Work to be completed => Reproduce the passage of the poll text from "For context, constitutional" up to and including "another forty years.".

Extracted text =>
This is an official poll by the statistics company MRB Hellas, asking what the opinion of the Greeks about the recently deceased ex King of Greece Constantine II is. 31.6% of the respondents have a positive / mostly positive opinion. 45.2 % have a negative / mostly negative opinion. 23.2 % haven’t decided / won’t answer.
For context, constitutional monarchy was abolished in Greece with a referendum in 1974, in which 69.2% of the Greeks voted against the return of the then exiled king and 30.8% voted in favour. Constantine remained ín exile for almost another forty years.

Extracted records =>
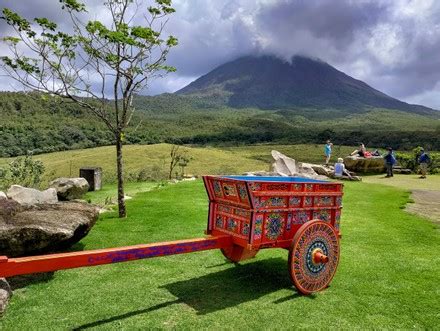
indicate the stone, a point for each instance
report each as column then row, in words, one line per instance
column 33, row 229
column 373, row 164
column 5, row 295
column 261, row 173
column 70, row 188
column 31, row 196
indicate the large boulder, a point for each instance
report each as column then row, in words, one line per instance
column 70, row 188
column 286, row 166
column 31, row 196
column 283, row 165
column 30, row 229
column 373, row 164
column 5, row 295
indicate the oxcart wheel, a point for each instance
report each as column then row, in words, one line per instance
column 313, row 256
column 237, row 253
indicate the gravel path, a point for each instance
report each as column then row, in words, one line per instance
column 426, row 203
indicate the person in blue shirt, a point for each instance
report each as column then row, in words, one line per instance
column 423, row 161
column 390, row 160
column 328, row 151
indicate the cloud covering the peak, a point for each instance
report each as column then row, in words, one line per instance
column 393, row 46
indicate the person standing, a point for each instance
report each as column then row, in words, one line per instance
column 390, row 160
column 423, row 161
column 328, row 151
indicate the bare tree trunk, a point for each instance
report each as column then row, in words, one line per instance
column 121, row 200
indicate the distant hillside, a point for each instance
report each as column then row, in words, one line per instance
column 267, row 82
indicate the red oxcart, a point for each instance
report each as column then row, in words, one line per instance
column 246, row 214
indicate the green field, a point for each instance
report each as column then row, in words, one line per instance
column 387, row 277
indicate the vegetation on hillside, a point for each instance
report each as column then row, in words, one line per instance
column 33, row 122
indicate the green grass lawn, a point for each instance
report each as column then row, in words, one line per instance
column 387, row 278
column 408, row 182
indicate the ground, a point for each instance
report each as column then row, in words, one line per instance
column 425, row 193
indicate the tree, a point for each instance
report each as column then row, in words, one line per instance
column 93, row 62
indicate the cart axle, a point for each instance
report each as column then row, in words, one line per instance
column 52, row 262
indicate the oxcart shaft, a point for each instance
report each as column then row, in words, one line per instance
column 46, row 263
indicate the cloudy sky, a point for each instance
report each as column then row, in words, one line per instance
column 393, row 46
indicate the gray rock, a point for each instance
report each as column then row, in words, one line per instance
column 32, row 229
column 31, row 196
column 70, row 188
column 373, row 164
column 5, row 295
column 261, row 173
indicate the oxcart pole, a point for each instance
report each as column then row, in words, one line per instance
column 46, row 263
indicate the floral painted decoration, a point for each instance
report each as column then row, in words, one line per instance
column 274, row 226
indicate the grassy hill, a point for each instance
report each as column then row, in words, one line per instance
column 33, row 122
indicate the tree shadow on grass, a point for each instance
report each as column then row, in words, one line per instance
column 223, row 289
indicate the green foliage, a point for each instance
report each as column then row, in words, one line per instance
column 22, row 171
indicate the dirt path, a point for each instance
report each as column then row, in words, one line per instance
column 424, row 192
column 426, row 203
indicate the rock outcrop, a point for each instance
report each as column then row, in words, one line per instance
column 373, row 164
column 31, row 196
column 70, row 188
column 286, row 166
column 30, row 229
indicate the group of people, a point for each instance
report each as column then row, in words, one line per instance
column 389, row 159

Finished task =>
For context, constitutional monarchy was abolished in Greece with a referendum in 1974, in which 69.2% of the Greeks voted against the return of the then exiled king and 30.8% voted in favour. Constantine remained ín exile for almost another forty years.